REQUIREMENT 1: List every organization named in the commentary on the imported-coal tariff ruling.
REQUIREMENT 2: Continue the commentary on the imported-coal tariff ruling from its last sentence.

PASSAGE FOR REVIEW:
⁂
When projects run into unforeseen trouble, regulators must step in — removing this flexibility is a bad idea
The Supreme Court verdict disallowing Tata Power and Adani Power any relief on the loss of tariffs resulting from higher cost of imported coal will come as a big blow to both power producers. The serious financial implications for the two companies apart, the court’s decision will create risks for several of the country’s banks. Indeed, the verdict raises many questions relating to the role and responsibility of regulators in interpreting and enforcing contracts—while contracts are generally sacrosanct, when unforeseen events take place, it is the job of governments, regulators and even bankers to renegotiate them. The biggest and most pertinent issue is one of whether costly assets, built at a huge cost and created for the public good, can be allowed to go waste.
In setting aside the orders of APTEL (appellate tribunal) which had ruled the CERC (regulator) could, in fact, allow compensatory tariff, the apex court observed a Power Purchase Agreement (PPA) is sacrosanct. The Supreme Court believes there is no room, in this instance, for a force majeure clause to be invoked though APTEL was of the view it could be. Indeed, in its original ruling in 2013, CERC was also of the view that the force majeure clause did not apply. While doing so, however, in an enlightened decision, CERC chose to use its powers under section 79 (1) (b) of the Electricity Act, 2003—the power to regulate tariffs—to try and protect the assets which it argued was in the public interest. It is unfortunate CERC’s judgement to award compensation was not heeded and that the case has been allowed to drag on for more than five years. The fact is that even if Tata Power is allowed a compensation of, say, 40 paise per unit for its Mundra unit, it would still be in a position to sell power at a tariff of about `2.70 per unit. That is lower than the tariff of many other power plants in the country today, including those belonging to the state-owned NTPC; private sector tariffs for bids received in the last few years have been as high as `5.4 for a 1300MW unit in Rajasthan and `4.57 for a 2400MW unit in Andhra Pradesh.
⁂
(Collected data)
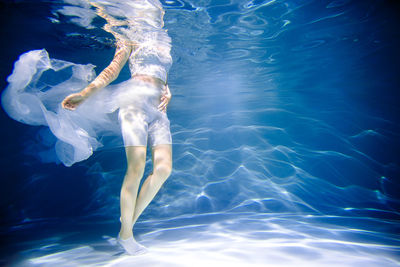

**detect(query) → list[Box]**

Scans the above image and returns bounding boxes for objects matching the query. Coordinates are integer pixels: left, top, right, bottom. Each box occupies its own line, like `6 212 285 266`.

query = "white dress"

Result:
1 0 172 166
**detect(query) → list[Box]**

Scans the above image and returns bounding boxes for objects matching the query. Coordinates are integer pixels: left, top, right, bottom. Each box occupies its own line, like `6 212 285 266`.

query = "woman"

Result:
62 0 172 255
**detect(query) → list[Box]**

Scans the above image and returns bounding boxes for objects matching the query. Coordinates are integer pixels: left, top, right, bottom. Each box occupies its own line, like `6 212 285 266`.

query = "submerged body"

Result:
62 0 172 254
2 0 172 254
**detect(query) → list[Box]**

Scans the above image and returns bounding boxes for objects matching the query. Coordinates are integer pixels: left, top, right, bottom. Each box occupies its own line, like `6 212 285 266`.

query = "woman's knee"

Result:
153 162 172 180
125 147 146 178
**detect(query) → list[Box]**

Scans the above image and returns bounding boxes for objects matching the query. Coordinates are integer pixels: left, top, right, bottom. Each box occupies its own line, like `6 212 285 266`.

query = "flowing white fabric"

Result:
1 49 157 166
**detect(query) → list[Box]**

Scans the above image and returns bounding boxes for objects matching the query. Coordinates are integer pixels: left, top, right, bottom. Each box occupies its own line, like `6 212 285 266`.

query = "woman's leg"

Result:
131 145 172 228
119 146 146 239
⁂
ANSWER SECTION 1:
- Supreme Court
- Tata Power
- Adani Power
- APTEL (appellate tribunal)
- CERC (regulator)
- NTPC

ANSWER SECTION 2:
For those that argue Tata Power should have been more prudent while bidding, the company didn’t exactly throw caution to the winds. Its bid was based on a 45% escalable component with the remaining 55% being non-escalable. That’s because its research showed coal prices had risen by an average of just 2.5% annually in the previous 15 years and that no government in any country had intervened in coal pricing in 50 years. It is, therefore, unfortunate that the Mundra project should not be allowed to run profitably. The project will clock annual losses to the tune of `800-900 crore; the accumulated losses are in the region of `3,600 crore. In fact, even after taking into account the compensation of 40 paise per unit, Tata Power’s tariff remains the lowest among all those who had originally bid for the Mundra plant. In all likelihood, Tata Power will not default on its loans, but a lesser company would have put the exposures of lenders in jeopardy. At a time when the country needs infrastructure and banks are turning risk-averse, saddled as they are with toxic assets, ruling by contract cannot always be the solution. Just as PPPs need resolution mechanisms and bad loans need to be restructured, other contracts too need to be enforced with some flexibility. This is not to say one should not safeguard against moral hazards but to reinforce that ground realities must be recognised.